TASK GOAL
Print each of the entries exactly, leaving nothing out.

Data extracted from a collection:
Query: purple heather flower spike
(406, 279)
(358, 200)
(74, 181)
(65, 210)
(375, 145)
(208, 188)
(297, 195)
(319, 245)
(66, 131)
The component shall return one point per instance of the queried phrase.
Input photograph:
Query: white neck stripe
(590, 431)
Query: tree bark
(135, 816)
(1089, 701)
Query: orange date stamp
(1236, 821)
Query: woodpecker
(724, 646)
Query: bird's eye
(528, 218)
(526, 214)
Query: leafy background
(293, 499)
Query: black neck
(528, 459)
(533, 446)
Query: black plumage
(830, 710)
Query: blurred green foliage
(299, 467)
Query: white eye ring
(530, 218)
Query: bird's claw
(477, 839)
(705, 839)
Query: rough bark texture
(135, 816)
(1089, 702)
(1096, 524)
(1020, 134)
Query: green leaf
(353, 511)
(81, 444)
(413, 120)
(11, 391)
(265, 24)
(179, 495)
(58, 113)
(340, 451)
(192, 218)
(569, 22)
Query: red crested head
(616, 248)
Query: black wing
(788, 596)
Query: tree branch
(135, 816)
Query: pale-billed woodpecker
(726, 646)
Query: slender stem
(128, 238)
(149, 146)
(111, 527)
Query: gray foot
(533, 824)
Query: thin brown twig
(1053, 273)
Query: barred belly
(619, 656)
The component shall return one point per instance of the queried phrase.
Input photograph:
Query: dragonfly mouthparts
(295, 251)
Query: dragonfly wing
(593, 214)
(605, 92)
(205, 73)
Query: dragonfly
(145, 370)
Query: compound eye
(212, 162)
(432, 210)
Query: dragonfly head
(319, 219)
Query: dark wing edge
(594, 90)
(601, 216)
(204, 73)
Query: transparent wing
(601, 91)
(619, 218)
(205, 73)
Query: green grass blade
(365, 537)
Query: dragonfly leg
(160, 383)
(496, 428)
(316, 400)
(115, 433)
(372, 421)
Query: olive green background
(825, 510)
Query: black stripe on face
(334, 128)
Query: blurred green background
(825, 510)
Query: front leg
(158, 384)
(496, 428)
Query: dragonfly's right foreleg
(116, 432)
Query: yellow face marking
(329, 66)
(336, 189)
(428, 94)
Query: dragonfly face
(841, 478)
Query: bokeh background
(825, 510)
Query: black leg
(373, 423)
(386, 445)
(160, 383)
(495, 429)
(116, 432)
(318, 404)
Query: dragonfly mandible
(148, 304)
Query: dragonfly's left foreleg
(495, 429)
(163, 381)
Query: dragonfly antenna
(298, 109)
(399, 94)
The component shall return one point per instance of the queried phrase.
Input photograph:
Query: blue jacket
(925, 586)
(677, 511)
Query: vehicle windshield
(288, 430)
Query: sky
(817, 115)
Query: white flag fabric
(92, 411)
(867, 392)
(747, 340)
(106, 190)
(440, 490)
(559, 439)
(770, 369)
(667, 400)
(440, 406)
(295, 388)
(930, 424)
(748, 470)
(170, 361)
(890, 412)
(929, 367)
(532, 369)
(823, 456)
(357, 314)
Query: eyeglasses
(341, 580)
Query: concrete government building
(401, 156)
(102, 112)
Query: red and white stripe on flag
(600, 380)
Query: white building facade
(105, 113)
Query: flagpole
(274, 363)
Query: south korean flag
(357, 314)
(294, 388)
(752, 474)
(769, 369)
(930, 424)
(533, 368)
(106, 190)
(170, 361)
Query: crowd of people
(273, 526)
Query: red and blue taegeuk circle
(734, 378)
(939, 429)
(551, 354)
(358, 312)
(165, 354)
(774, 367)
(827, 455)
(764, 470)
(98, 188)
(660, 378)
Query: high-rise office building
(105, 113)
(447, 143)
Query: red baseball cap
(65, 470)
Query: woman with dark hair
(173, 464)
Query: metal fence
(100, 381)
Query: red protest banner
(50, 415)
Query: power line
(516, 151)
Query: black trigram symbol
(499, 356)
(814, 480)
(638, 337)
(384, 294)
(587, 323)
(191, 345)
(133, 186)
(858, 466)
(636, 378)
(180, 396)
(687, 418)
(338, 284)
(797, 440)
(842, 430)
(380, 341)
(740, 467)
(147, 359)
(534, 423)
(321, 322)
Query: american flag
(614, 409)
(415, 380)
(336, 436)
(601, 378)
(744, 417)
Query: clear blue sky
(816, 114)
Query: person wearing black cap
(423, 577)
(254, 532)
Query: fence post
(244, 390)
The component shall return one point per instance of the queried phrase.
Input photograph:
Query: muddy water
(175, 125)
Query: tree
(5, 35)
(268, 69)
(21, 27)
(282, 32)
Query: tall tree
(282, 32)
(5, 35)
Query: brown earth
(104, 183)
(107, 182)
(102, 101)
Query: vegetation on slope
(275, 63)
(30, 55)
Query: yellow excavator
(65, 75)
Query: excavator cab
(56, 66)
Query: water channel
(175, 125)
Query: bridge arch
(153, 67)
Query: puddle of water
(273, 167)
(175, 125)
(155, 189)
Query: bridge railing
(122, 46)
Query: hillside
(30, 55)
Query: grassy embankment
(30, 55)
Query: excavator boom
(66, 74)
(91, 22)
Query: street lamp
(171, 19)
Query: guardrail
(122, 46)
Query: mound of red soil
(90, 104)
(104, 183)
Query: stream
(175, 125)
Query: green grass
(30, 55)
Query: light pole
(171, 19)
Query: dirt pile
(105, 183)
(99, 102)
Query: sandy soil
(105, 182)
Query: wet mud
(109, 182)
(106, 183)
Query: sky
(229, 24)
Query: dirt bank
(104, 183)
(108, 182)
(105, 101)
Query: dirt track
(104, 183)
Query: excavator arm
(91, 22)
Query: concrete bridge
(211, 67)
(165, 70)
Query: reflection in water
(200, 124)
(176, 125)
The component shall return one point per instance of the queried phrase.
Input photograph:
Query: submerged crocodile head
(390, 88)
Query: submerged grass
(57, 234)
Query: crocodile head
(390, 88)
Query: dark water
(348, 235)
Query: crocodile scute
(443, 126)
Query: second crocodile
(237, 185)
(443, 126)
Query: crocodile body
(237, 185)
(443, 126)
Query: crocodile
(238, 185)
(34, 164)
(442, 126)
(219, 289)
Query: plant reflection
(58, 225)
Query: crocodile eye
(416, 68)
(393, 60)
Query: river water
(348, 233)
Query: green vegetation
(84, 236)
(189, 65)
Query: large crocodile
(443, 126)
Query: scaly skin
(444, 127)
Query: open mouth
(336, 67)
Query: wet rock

PROBLEM SOLUTION
Query: purple heather flower spike
(406, 279)
(358, 200)
(74, 181)
(65, 210)
(375, 145)
(208, 188)
(297, 195)
(319, 245)
(66, 131)
The component shall return one point per instance of the queried phrase.
Input photograph:
Query: white neck stripe
(590, 431)
Query: tree bark
(135, 816)
(1089, 701)
Query: orange date stamp
(1236, 821)
Query: woodpecker
(724, 646)
Query: bird's eye
(528, 218)
(526, 214)
Query: leafy background
(293, 499)
Query: black neck
(528, 459)
(533, 446)
Query: black plumage
(830, 710)
Query: blurred green foliage
(299, 467)
Query: white eye ring
(530, 218)
Query: bird's claw
(477, 839)
(705, 839)
Query: rough bark texture
(135, 816)
(1089, 702)
(1096, 524)
(1020, 134)
Query: green leaf
(353, 511)
(81, 444)
(413, 120)
(11, 391)
(265, 24)
(179, 495)
(58, 113)
(340, 451)
(192, 218)
(569, 22)
Query: red crested head
(616, 248)
Query: black wing
(788, 596)
Query: tree branch
(135, 816)
Query: pale-billed woodpecker
(726, 646)
Query: slender stem
(128, 238)
(149, 146)
(111, 527)
Query: gray foot
(533, 824)
Query: thin brown twig
(1053, 273)
Query: barred belly
(619, 656)
The component shall return one point per instance of the queried phrase.
Input photograph:
Query: dragonfly mouthparts
(295, 251)
Query: dragonfly wing
(593, 214)
(605, 92)
(205, 73)
Query: dragonfly
(145, 370)
Query: compound eye
(212, 162)
(432, 210)
Query: dragonfly head
(319, 219)
Query: dark wing edge
(594, 90)
(601, 216)
(204, 73)
Query: transparent wing
(601, 91)
(619, 218)
(205, 73)
Query: green grass blade
(365, 537)
Query: dragonfly leg
(160, 383)
(496, 428)
(316, 400)
(115, 433)
(372, 421)
Query: olive green background
(825, 510)
Query: black stripe on face
(334, 128)
Query: blurred green background
(825, 510)
Query: front leg
(158, 384)
(496, 428)
Query: dragonfly's right foreleg
(116, 432)
Query: yellow face marking
(329, 66)
(336, 189)
(428, 94)
Query: dragonfly face
(841, 478)
Query: bokeh background
(825, 510)
Query: black leg
(373, 423)
(386, 445)
(160, 383)
(495, 429)
(116, 432)
(318, 404)
Query: dragonfly mandible
(148, 304)
Query: dragonfly's left foreleg
(495, 429)
(163, 381)
Query: dragonfly antenna
(298, 109)
(399, 94)
The component shall return one point per instance of the queried phrase.
Input photograph:
Query: blue jacket
(925, 586)
(677, 511)
Query: vehicle windshield
(288, 430)
Query: sky
(817, 115)
Query: white flag fabric
(92, 411)
(867, 392)
(747, 340)
(106, 190)
(440, 490)
(559, 439)
(770, 369)
(667, 400)
(440, 406)
(295, 388)
(930, 424)
(748, 470)
(170, 361)
(890, 412)
(929, 367)
(532, 369)
(823, 456)
(357, 314)
Query: eyeglasses
(341, 580)
Query: concrete government building
(401, 156)
(102, 112)
Query: red and white stripe on flag
(600, 380)
Query: white building facade
(105, 113)
Query: flagpole
(274, 363)
Query: south korean flag
(357, 314)
(294, 388)
(752, 474)
(769, 369)
(930, 424)
(533, 368)
(106, 190)
(170, 361)
Query: crowd of people
(273, 526)
Query: red and blue taegeuk circle
(734, 378)
(939, 429)
(551, 354)
(358, 312)
(165, 354)
(774, 367)
(827, 455)
(764, 470)
(98, 188)
(660, 378)
Query: high-rise office building
(105, 113)
(447, 143)
Query: red baseball cap
(65, 470)
Query: woman with dark hair
(173, 464)
Query: metal fence
(100, 381)
Query: red protest banner
(50, 415)
Query: power line
(516, 151)
Query: black trigram symbol
(499, 356)
(814, 480)
(638, 337)
(384, 294)
(587, 323)
(191, 345)
(133, 186)
(858, 466)
(636, 378)
(180, 396)
(687, 418)
(338, 284)
(797, 440)
(842, 430)
(380, 341)
(740, 467)
(147, 359)
(534, 423)
(321, 322)
Query: american flag
(614, 409)
(415, 380)
(336, 436)
(601, 378)
(744, 417)
Query: clear blue sky
(816, 114)
Query: person wearing black cap
(423, 577)
(254, 532)
Query: fence post
(244, 390)
The component shall return one point per instance of the queried phrase.
Input photograph:
Query: muddy water
(175, 125)
Query: tree
(5, 35)
(268, 69)
(21, 27)
(282, 32)
Query: tall tree
(282, 32)
(5, 35)
Query: brown earth
(104, 183)
(107, 182)
(102, 101)
Query: vegetation on slope
(275, 63)
(30, 55)
Query: yellow excavator
(65, 75)
Query: excavator cab
(56, 66)
Query: water channel
(175, 125)
Query: bridge arch
(153, 67)
Query: puddle of water
(273, 167)
(175, 125)
(155, 189)
Query: bridge railing
(122, 46)
Query: hillside
(30, 55)
Query: grassy embankment
(30, 55)
Query: excavator boom
(66, 74)
(91, 22)
Query: street lamp
(171, 19)
Query: guardrail
(122, 46)
Query: mound of red soil
(90, 104)
(104, 183)
Query: stream
(175, 125)
Query: green grass
(30, 55)
Query: light pole
(171, 19)
Query: dirt pile
(105, 183)
(99, 102)
Query: sandy soil
(105, 182)
Query: wet mud
(109, 182)
(106, 183)
Query: sky
(229, 24)
Query: dirt bank
(104, 183)
(108, 182)
(105, 101)
Query: dirt track
(104, 183)
Query: excavator arm
(91, 22)
Query: concrete bridge
(211, 67)
(165, 70)
Query: reflection in water
(200, 124)
(176, 125)
The component shall return one point per instance of the queried phrase.
Input photograph:
Query: submerged crocodile head
(390, 88)
Query: submerged grass
(57, 234)
Query: crocodile head
(390, 88)
Query: dark water
(348, 235)
Query: crocodile scute
(443, 126)
Query: second crocodile
(237, 185)
(443, 126)
Query: crocodile body
(237, 185)
(443, 126)
Query: crocodile
(238, 185)
(34, 164)
(442, 126)
(219, 289)
Query: plant reflection
(58, 225)
Query: crocodile eye
(416, 68)
(393, 60)
Query: river water
(348, 233)
Query: green vegetation
(84, 236)
(189, 65)
Query: large crocodile
(443, 126)
Query: scaly skin
(444, 127)
Query: open mouth
(336, 67)
Query: wet rock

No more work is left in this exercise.